===== Records for the task

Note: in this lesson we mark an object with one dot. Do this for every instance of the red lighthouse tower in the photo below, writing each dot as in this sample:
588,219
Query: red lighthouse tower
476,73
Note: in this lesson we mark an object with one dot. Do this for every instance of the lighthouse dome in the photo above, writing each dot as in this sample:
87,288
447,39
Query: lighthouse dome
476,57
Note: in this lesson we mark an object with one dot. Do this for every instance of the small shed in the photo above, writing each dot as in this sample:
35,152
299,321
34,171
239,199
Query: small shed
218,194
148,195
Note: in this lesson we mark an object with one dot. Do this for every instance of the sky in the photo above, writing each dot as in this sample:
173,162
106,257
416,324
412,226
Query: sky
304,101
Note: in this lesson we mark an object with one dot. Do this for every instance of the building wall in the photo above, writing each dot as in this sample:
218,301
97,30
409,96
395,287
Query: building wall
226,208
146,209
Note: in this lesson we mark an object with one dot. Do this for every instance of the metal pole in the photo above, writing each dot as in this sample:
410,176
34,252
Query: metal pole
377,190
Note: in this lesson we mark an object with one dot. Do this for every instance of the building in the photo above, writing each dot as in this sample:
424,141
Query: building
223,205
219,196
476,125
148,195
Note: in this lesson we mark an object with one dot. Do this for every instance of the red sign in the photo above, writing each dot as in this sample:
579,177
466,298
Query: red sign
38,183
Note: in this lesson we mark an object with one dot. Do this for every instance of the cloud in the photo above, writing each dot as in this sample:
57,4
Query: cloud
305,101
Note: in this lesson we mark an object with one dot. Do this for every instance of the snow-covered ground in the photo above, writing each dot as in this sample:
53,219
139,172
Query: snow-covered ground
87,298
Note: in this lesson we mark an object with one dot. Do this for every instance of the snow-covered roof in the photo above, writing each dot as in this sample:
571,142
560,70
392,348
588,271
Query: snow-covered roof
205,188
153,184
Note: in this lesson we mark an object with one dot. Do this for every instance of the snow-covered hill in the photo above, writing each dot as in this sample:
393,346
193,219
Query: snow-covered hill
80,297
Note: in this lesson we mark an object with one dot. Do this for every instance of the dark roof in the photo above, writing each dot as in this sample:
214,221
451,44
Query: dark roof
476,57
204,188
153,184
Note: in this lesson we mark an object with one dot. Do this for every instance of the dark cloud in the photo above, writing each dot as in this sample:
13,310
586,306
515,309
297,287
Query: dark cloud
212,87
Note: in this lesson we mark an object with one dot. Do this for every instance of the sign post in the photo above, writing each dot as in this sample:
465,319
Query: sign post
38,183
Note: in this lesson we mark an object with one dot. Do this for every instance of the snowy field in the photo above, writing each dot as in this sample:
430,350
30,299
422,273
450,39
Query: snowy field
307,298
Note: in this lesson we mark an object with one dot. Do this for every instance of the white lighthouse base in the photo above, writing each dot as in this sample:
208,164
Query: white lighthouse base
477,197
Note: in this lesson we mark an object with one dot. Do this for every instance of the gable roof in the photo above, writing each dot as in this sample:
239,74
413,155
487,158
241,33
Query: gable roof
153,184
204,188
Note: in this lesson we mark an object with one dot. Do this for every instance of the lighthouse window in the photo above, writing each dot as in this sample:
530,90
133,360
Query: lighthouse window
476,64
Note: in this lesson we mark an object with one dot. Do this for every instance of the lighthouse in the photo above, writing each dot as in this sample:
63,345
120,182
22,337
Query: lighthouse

==========

Instructions to follow: Rewrite the records from the line containing "of the white" through the end of the records, switching "gable roof" to "pitched roof" and leaving everything else unchanged.

Final result:
Note: in this lesson we mark an object with one dot. Do this for every instance of the white lighthouse base in the photo above, writing each dot as in this sample:
208,164
Query: white lighthouse base
477,197
Note: in this lesson we mark an object with one dot. Do this for every instance of the pitched roof in the photo above, writing each dot as in this sample:
239,74
413,155
487,158
241,33
Query: pitched roof
153,184
204,188
Note: in this lesson we mark an object with one dot. Do this for every instance of the lighthouse window in the photo above, writing each dot as in this sample:
530,90
133,360
Query: lighthouse window
476,64
Note: in this lesson we mark an object with one dot. Do this for every instance of the lighthouse in the photo above, writing each dot as in this sample:
63,345
120,182
22,337
Query: lighthouse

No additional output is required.